[Part of a data file]
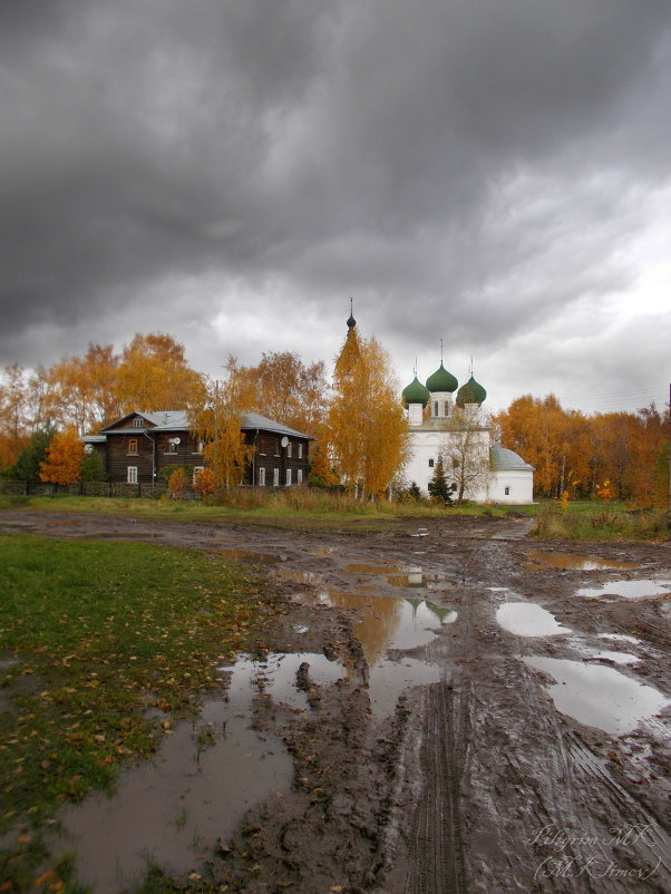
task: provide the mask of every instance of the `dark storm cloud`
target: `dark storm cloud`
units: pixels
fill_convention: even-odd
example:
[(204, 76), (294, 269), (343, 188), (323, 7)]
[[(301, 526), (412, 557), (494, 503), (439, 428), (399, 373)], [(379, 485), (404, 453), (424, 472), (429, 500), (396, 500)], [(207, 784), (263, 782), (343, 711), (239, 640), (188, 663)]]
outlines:
[(33, 360), (12, 354), (31, 325), (81, 331), (149, 294), (169, 330), (179, 295), (157, 284), (198, 275), (353, 292), (419, 346), (443, 317), (487, 344), (606, 301), (635, 275), (614, 251), (644, 223), (632, 186), (668, 176), (670, 18), (668, 0), (3, 3), (2, 360)]

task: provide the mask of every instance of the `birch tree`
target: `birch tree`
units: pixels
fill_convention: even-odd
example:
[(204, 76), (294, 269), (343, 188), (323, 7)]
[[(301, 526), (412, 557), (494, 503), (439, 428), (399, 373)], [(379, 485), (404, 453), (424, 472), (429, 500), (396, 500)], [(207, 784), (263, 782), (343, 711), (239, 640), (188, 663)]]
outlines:
[(349, 487), (378, 496), (408, 457), (408, 424), (391, 362), (376, 339), (352, 327), (336, 361), (327, 438), (334, 467)]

• [EXERCISE]: Please copy out every line of the material above exactly as it appears, leaving out the pictures.

• [FINAL ANSWER]:
task: provide the mask of every instance of the `dark storm cloud`
target: `dark storm cloud`
units: pixels
fill_convention: even-odd
example:
[(204, 76), (294, 269), (343, 188), (323, 7)]
[[(301, 526), (412, 557), (494, 503), (439, 428), (399, 373)], [(379, 485), (404, 453), (424, 472), (429, 500), (396, 500)], [(207, 784), (263, 782), (343, 711), (239, 640), (188, 663)]]
outlines:
[(33, 360), (12, 354), (31, 325), (81, 331), (149, 294), (169, 330), (179, 295), (157, 284), (198, 275), (353, 292), (419, 346), (443, 317), (487, 344), (606, 301), (635, 275), (614, 251), (644, 223), (632, 186), (668, 176), (670, 18), (668, 0), (3, 3), (2, 360)]

task: provide the mask of every instance of the `birch tree`
target: `birch tree`
units: pixels
fill_convention: even-odd
example:
[(204, 76), (294, 269), (343, 188), (323, 7)]
[[(301, 526), (412, 557), (494, 503), (439, 428), (399, 373)], [(379, 485), (404, 453), (424, 472), (429, 500), (396, 500)], [(207, 784), (263, 782), (343, 711), (239, 640), (188, 663)]]
outlines:
[(349, 487), (378, 496), (408, 457), (408, 424), (391, 362), (376, 339), (352, 327), (336, 361), (327, 438), (334, 467)]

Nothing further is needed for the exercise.